PROBLEM STATEMENT:
Reproduce the lines below word for word, from the line that contains "Would you be able to mark the jacket zipper" through the final line, including both.

RECORDS SUPPLIED:
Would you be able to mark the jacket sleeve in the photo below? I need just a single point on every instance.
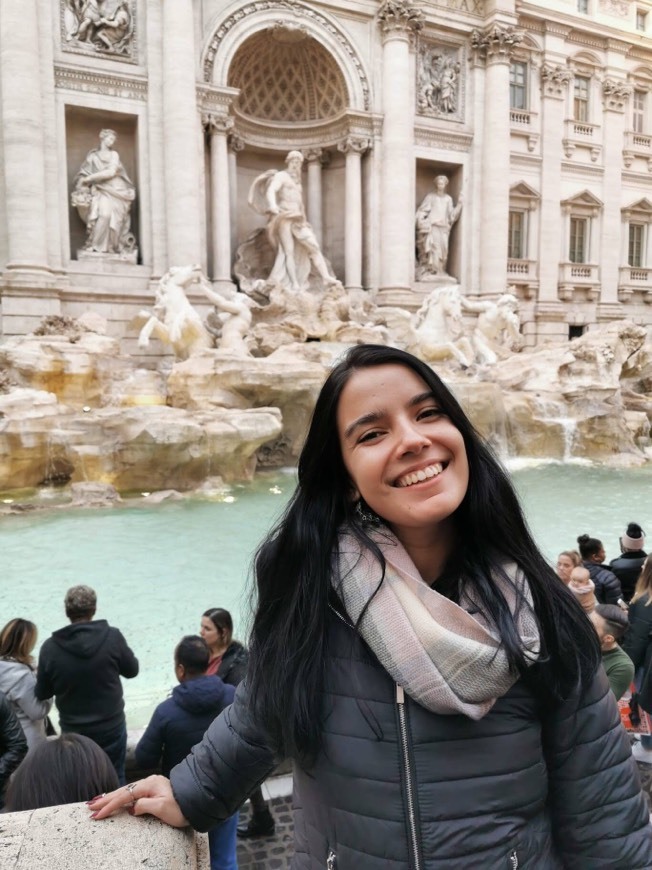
(220, 773)
(13, 745)
(637, 638)
(150, 746)
(43, 688)
(23, 695)
(600, 817)
(128, 661)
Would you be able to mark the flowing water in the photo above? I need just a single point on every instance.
(156, 569)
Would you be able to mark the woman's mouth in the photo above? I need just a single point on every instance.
(422, 474)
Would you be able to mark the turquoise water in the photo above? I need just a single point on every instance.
(156, 569)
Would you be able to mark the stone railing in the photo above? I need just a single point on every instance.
(66, 838)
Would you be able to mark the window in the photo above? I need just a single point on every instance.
(639, 100)
(581, 99)
(636, 245)
(579, 237)
(518, 86)
(516, 243)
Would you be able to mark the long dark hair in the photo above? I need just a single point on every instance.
(66, 770)
(294, 569)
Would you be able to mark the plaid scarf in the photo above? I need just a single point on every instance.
(447, 657)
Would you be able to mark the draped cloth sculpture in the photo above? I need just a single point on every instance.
(103, 195)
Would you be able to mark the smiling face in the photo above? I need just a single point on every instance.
(403, 455)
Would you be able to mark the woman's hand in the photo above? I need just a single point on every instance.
(151, 796)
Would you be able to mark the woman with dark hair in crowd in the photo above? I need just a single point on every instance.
(607, 585)
(64, 770)
(566, 561)
(437, 688)
(229, 660)
(18, 678)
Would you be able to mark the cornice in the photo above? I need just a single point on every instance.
(76, 78)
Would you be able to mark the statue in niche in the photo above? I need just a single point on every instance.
(434, 219)
(107, 25)
(103, 195)
(438, 82)
(174, 321)
(278, 195)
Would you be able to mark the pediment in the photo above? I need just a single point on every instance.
(584, 199)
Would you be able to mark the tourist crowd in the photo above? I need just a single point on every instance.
(80, 668)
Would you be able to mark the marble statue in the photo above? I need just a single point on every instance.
(438, 82)
(107, 25)
(497, 331)
(230, 323)
(278, 195)
(103, 195)
(174, 321)
(434, 219)
(438, 328)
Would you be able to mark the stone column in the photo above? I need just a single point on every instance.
(236, 144)
(219, 127)
(615, 97)
(23, 141)
(495, 44)
(554, 85)
(353, 147)
(180, 122)
(314, 203)
(399, 23)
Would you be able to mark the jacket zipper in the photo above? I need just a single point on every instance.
(407, 768)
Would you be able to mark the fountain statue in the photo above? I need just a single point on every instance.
(103, 195)
(434, 220)
(286, 252)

FULL SOLUTION:
Would you be able to mark the jacket zipper in the photo above? I need just a single point on every instance.
(407, 768)
Would you be able to mark the fountain statue in the photo above? I need just a single point on every instance.
(103, 195)
(434, 220)
(286, 252)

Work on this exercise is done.